Brief – Reproduce every row below word for word, with nothing left out and nothing changed.

(Stored data)
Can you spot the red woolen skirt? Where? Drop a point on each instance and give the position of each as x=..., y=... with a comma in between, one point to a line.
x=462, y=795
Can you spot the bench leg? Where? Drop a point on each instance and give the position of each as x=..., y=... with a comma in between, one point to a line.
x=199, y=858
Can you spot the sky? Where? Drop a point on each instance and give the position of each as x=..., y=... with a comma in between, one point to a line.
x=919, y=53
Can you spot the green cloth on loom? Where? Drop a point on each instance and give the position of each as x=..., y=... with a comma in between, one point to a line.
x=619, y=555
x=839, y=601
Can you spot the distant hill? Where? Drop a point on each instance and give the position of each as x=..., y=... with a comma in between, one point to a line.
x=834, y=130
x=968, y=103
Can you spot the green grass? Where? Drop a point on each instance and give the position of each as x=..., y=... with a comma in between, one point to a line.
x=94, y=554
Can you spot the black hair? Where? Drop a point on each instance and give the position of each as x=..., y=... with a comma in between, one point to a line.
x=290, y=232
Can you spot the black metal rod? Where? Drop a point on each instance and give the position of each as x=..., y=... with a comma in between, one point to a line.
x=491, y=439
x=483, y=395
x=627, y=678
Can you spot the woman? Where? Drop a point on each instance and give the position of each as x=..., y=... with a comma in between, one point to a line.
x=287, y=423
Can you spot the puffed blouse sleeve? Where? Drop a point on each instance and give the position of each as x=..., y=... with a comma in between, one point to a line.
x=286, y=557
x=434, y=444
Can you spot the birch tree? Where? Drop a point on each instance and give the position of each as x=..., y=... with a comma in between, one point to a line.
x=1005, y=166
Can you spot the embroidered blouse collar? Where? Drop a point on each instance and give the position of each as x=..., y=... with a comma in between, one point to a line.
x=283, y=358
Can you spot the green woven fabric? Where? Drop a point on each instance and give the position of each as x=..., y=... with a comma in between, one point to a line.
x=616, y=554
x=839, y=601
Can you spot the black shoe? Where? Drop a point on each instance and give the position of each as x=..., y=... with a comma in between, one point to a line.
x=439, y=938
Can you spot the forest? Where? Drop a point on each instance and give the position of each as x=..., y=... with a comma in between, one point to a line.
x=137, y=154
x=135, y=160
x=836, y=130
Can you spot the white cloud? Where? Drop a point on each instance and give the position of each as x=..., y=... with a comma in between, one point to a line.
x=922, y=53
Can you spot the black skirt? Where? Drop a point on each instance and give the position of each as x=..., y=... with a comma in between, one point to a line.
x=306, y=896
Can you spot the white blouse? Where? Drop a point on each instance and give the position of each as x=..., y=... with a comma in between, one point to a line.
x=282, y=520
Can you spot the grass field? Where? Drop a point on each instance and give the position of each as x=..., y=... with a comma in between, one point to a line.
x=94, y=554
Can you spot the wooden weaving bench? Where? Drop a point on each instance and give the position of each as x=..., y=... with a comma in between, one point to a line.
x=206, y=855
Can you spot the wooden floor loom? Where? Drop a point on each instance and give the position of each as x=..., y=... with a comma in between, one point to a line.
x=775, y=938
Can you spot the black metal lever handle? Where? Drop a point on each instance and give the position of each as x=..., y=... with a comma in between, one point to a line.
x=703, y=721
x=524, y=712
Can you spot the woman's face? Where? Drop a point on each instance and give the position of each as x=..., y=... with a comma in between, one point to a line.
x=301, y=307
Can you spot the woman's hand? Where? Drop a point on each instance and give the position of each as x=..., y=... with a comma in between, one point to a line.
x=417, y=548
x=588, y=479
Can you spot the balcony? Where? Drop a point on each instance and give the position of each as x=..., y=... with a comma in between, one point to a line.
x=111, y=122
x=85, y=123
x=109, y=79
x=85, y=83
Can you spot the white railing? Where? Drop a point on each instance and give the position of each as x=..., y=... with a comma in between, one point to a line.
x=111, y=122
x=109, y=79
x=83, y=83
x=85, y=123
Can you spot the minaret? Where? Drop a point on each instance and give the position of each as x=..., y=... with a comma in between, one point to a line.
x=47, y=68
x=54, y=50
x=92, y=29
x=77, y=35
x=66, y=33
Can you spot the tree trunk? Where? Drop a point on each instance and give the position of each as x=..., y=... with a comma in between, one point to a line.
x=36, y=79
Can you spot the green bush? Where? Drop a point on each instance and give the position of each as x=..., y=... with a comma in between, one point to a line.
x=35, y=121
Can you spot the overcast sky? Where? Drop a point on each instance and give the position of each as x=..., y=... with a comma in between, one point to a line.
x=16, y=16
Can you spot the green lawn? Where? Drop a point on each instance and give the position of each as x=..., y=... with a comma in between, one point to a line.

Task response –
Can you spot the red woolen skirt? Where? Drop a point on each instance and give the position of each as x=..., y=... with a comma in between, one point to a line.
x=462, y=795
Can you spot the bench leg? Where? Drop a point on each instance and give the position of each as x=..., y=... with a comma in between, one point to a line.
x=199, y=858
Can you spot the sky? Where? Drop a point on each instance and give the position of each as x=..., y=... with a comma in between, one point to a line.
x=919, y=53
Can you spot the green cloth on loom? Where? Drop a point on each instance and give the position of each as x=..., y=... with a comma in between, one point to a line.
x=619, y=555
x=839, y=601
Can you spot the distant hill? Where? Drop a point on each instance and give the position of each as x=..., y=... with a comma in between, one point to a line.
x=834, y=130
x=968, y=103
Can you spot the green grass? Where? Drop a point on each instance and give the position of each as x=..., y=... with a comma in between, one point to a line.
x=94, y=554
Can you spot the black hair? Where? Drop a point on each instance and give the position of each as x=..., y=... with a comma in between, one point to a line.
x=290, y=232
Can you spot the black metal rod? Where? Drop a point on each instance and give the position of each as x=..., y=... with a comma in between, one point to a line.
x=491, y=439
x=483, y=395
x=627, y=678
Can you spot the woman? Where? Drop a point on each instance and give the position of each as x=..., y=... with a comma in between, one point to a line.
x=287, y=423
Can you spot the puffed blouse sleeve? Where? Drop a point on each instance and give the position of each as x=..., y=... with a comma in between, one point to a line.
x=286, y=557
x=434, y=444
Can you spot the birch tree? Where? Drop a point on each instance and give the position of each as x=..., y=... with a comma in between, one point to a line.
x=1005, y=166
Can you spot the embroidered blouse collar? Where? Drop a point on each instance and give the position of each as x=..., y=... with a comma in between, one point to a line.
x=283, y=358
Can you spot the green woven fabric? Where? Drop a point on each instance and give the position of each as x=..., y=... with a comma in between, one point to a line.
x=616, y=554
x=839, y=601
Can you spot the black shoe? Where? Drop a point on each instance and give the position of each as x=..., y=... with a comma in between, one point to a line.
x=439, y=938
Can you spot the forest? Where? Drop a point on each instance and give the position of each as x=..., y=... with a comma in between, one point to a line.
x=137, y=154
x=135, y=160
x=836, y=130
Can you spot the white cloud? Where? Drop a point on each instance and give the position of each as x=..., y=... with a comma in between, one point to a line.
x=922, y=53
Can you spot the black skirt? Where? Drop a point on each instance and give the position of each as x=..., y=... with a comma in between, one point to a line.
x=306, y=896
Can you spot the white blouse? Where? Drop a point on each instance and give the position of each as x=..., y=... with a comma in between, one point to a line.
x=282, y=520
Can you spot the grass field? Where? Drop a point on each instance and give the position of each as x=..., y=... with a comma in between, one point to a line.
x=94, y=554
Can you spot the wooden weaving bench? Where? Drop a point on each instance and give the position of each as x=..., y=... with a comma in between, one point to a line.
x=206, y=855
Can you spot the wooden floor loom? Where? Drop a point on each instance and give the position of each as x=..., y=... with a comma in between, one point to a line.
x=775, y=938
Can you spot the black metal lever handle? Where? Drop a point on each instance and give the position of each as x=..., y=... with a comma in between, one point to a line.
x=703, y=721
x=524, y=712
Can you spot the woman's face? Where? Drop a point on each instance and give the position of each as x=..., y=... with a comma in between, one point to a line.
x=301, y=307
Can you spot the woman's hand? Where? Drop a point on each instance and give the position of each as x=..., y=... with a comma in between, one point to a line.
x=417, y=548
x=588, y=479
Can you spot the balcony? Where? Drop a point on each instance and give the position of each as x=..., y=... with a comma in between, one point to a line.
x=111, y=122
x=85, y=123
x=109, y=79
x=85, y=83
Can you spot the white railing? Where? Drop a point on each instance and give the position of each as x=..., y=... with a comma in between, one point to a line.
x=111, y=122
x=109, y=79
x=83, y=83
x=85, y=123
Can you spot the minaret? Where? Drop a point on each instance and give the position of each as x=..., y=... with a comma in between, one point to a line.
x=47, y=68
x=54, y=50
x=92, y=29
x=77, y=35
x=66, y=33
Can you spot the tree trunk? Where? Drop a point on each instance and give the position of each as x=..., y=... with a comma in between, one point to a line.
x=36, y=79
Can you spot the green bush? Where? Drop a point on each instance and give the position of each as x=..., y=... with a comma in between, one point to a line.
x=35, y=121
Can you spot the overcast sky? Where? Drop a point on each instance and give the position of each as x=..., y=... with a comma in between, one point to a line.
x=16, y=16
Can you spot the green lawn? Where? Drop a point on each instance and give the position of each as x=..., y=... with a comma in between, one point to a line.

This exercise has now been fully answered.